══ Task inputs
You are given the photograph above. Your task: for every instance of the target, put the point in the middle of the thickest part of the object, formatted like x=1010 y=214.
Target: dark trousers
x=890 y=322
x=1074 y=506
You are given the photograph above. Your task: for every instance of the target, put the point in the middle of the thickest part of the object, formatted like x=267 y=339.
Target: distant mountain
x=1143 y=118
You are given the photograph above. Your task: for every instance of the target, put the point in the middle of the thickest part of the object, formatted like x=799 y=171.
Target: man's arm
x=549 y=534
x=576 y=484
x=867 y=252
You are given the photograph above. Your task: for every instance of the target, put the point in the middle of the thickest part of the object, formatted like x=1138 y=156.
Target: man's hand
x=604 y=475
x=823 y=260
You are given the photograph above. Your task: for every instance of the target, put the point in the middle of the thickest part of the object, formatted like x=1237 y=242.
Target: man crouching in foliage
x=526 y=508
════
# Job
Output the listing above exactly as it appears.

# Output for this task
You are given the photograph above. Your task: for every instance of the target, put the point in the middle of the thickest part of the object, formatted like x=1010 y=214.
Target: dark trousers
x=890 y=322
x=1074 y=506
You are given the photograph above. Your task: for every instance of the target, put the point in the middle of the thickest part of the object, formatted like x=267 y=339.
Target: distant mountain
x=1143 y=118
You are given the photograph above. Your task: for every instance of the target, put the point in the middle of the thickest part of the object, formatted like x=799 y=171.
Target: man's arm
x=549 y=534
x=576 y=484
x=867 y=252
You are given the photograph above. Your task: for every instance of the target, put the point in the middle of the thickest part of the object, formatted like x=1138 y=156.
Target: man's hand
x=604 y=475
x=823 y=260
You are given the photograph above. Your task: for every instance of the target, put the point in the middle of the thickest part of the object, formatted like x=1237 y=242.
Target: man crouching in foliage
x=526 y=508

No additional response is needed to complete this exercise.